AIM — Format every line of the entries below as a Markdown table with a Row column for the number and a Line text column, leaving out any blank lines.
>> begin
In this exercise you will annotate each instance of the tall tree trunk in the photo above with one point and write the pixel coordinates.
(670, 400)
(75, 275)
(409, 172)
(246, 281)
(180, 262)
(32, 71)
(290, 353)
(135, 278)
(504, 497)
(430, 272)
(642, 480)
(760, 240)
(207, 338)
>> end
COMPLETED TASK —
| Row | Line text |
|---|---|
| 1 | In this exercise you will annotate each instance of the tall tree trunk in the photo above with one point and write the pixel coordinates. |
| 2 | (670, 400) |
| 3 | (75, 275) |
| 4 | (409, 172) |
| 5 | (246, 281) |
| 6 | (180, 262) |
| 7 | (32, 71) |
| 8 | (290, 353) |
| 9 | (135, 278) |
| 10 | (504, 497) |
| 11 | (430, 272) |
| 12 | (642, 480) |
| 13 | (760, 240) |
| 14 | (207, 338) |